Записи из источника данных:

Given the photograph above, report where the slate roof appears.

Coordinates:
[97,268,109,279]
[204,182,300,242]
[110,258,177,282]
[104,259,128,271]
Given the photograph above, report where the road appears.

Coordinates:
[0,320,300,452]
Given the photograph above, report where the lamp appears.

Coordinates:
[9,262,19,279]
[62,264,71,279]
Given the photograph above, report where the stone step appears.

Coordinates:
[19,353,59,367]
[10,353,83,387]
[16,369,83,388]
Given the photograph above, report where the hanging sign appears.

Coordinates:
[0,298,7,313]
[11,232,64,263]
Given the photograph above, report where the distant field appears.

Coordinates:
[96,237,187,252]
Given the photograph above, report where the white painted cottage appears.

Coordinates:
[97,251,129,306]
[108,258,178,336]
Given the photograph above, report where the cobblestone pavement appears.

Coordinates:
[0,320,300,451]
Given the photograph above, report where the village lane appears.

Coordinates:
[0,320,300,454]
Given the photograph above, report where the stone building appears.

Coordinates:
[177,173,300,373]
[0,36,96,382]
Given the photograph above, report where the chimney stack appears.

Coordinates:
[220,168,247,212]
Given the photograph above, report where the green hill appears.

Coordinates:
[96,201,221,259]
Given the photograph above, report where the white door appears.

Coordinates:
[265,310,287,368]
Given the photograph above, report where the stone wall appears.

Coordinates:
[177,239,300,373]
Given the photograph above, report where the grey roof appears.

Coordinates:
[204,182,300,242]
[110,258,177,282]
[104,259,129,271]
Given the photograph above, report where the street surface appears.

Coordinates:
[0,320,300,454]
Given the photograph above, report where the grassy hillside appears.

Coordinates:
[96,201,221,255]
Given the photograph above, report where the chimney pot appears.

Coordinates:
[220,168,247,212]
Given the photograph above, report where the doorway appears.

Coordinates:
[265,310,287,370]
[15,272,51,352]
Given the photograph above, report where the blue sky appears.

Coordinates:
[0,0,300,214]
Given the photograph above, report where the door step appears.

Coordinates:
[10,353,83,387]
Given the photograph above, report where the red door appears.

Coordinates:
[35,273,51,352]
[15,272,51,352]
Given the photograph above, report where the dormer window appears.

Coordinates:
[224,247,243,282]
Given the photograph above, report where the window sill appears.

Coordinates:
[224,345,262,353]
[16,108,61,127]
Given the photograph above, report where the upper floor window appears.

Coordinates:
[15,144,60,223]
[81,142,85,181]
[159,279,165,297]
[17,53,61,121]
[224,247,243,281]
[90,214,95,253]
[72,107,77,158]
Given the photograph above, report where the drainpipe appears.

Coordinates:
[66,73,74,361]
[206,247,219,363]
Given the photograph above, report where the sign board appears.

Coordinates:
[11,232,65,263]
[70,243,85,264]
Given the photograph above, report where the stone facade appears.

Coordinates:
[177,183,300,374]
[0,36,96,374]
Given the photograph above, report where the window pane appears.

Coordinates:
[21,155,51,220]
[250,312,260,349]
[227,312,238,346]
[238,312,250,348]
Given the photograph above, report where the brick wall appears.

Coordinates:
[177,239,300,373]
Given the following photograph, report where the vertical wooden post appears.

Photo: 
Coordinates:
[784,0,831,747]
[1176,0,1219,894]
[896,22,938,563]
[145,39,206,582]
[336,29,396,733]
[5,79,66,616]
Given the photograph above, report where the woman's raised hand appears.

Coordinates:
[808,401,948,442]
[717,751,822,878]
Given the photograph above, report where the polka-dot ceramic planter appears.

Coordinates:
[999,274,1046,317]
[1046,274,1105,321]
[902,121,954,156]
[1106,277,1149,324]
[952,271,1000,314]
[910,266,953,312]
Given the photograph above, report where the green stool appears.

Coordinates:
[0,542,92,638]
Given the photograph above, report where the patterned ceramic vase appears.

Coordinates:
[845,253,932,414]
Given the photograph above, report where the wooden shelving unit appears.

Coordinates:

- **УСЛОВИЯ ЗАДАНИЯ**
Перепечатайте все приведённые выше данные целиком, без каких-либо изменений.

- **ОТВЕТ**
Given the photograph above, report where the slate roof appears.

Coordinates:
[97,268,109,279]
[204,182,300,242]
[110,258,177,282]
[104,259,128,271]
Given the photograph above, report where the road appears.

Coordinates:
[0,320,300,452]
Given the photograph above, report where the lamp appears.

Coordinates:
[9,262,19,279]
[62,264,71,279]
Given the photograph above, report where the stone step appears.

Coordinates:
[19,353,59,367]
[10,353,83,387]
[16,369,83,388]
Given the photograph above, report where the hanging sign appears.

Coordinates:
[0,298,7,313]
[11,232,64,263]
Given the photograph above, report where the distant field appears.

Coordinates:
[96,237,187,252]
Given the photograph above, report where the white painted cottage appears.

Coordinates:
[97,251,129,306]
[108,258,178,336]
Given the photograph above, report where the cobblestone pavement appears.

Coordinates:
[0,320,300,451]
Given the photograph above, report where the village lane appears.

Coordinates:
[0,320,300,454]
Given the photograph above, report where the stone building appears.

Coordinates:
[177,173,300,373]
[0,36,96,382]
Given the photograph above, report where the chimney stack appears.

Coordinates:
[220,168,247,212]
Given the photograph above, report where the green hill appears.

Coordinates:
[96,201,221,259]
Given the photograph above, report where the white door appears.

Coordinates:
[265,310,287,368]
Given the photograph above, report where the stone wall appears.

Coordinates:
[177,239,300,373]
Given the photograph above, report where the grey roof appears.

Coordinates:
[204,182,300,242]
[110,258,177,282]
[104,259,129,271]
Given the photograph above, report where the street surface appears.

Coordinates:
[0,320,300,454]
Given the photograph above, report where the grassy hillside appears.

Coordinates:
[96,201,221,255]
Given the photograph above, report where the chimney pot appears.

Coordinates:
[220,168,247,212]
Given the photograph above, report where the doorway appears.

Coordinates:
[265,310,287,370]
[15,272,51,352]
Given the photograph above, report where the blue sky appears.

Coordinates:
[0,0,300,214]
Given the photograph above, report where the door step appears.

Coordinates:
[10,353,83,387]
Given the photograph above, report where the red door appears.

Coordinates:
[35,273,51,352]
[15,272,51,352]
Given the photograph above, report where the dormer window appears.

Coordinates:
[224,247,243,282]
Given the photograph above, report where the window sill appears.

Coordinates:
[224,345,262,353]
[16,108,61,127]
Given the photograph above, report where the upper floor window appears.

Coordinates:
[15,144,60,223]
[81,142,85,181]
[159,279,165,297]
[17,53,61,121]
[224,247,243,281]
[90,214,95,253]
[72,107,77,158]
Given the photograph above, report where the drainpipe appears.

Coordinates:
[66,73,74,361]
[206,247,219,363]
Given the photograph above, report where the sign board appears.

Coordinates:
[11,232,65,263]
[70,243,85,264]
Given the photograph above, report where the stone facade appears.

Coordinates:
[177,183,300,374]
[0,36,96,374]
Given the photograph above, report where the window pane appears.

Coordinates:
[21,155,51,220]
[250,312,260,349]
[227,312,238,346]
[238,312,250,348]
Given the photograph above, report where the brick wall appears.

Coordinates:
[177,239,300,373]
Given the following photograph, report where the vertical wooden post appears.

Photo: 
Coordinates:
[784,0,831,747]
[1176,0,1219,894]
[896,22,938,563]
[145,39,206,582]
[336,29,396,733]
[5,79,66,616]
Given the photograph above, report where the woman's raised hand appears.

Coordinates:
[808,401,948,442]
[717,751,822,878]
Given the photograph above, report where the polka-dot ceramic planter appears.

Coordinates:
[999,274,1046,317]
[1046,274,1105,321]
[902,121,954,156]
[1106,277,1149,324]
[952,271,1000,314]
[910,266,953,312]
Given the photograph above, report where the green stool appears.

Coordinates:
[0,542,92,638]
Given the photograph above, report where the patterned ceramic vase appears.

Coordinates:
[845,253,932,414]
Given the photograph above, report where the wooden shelving unit appears.

Coordinates:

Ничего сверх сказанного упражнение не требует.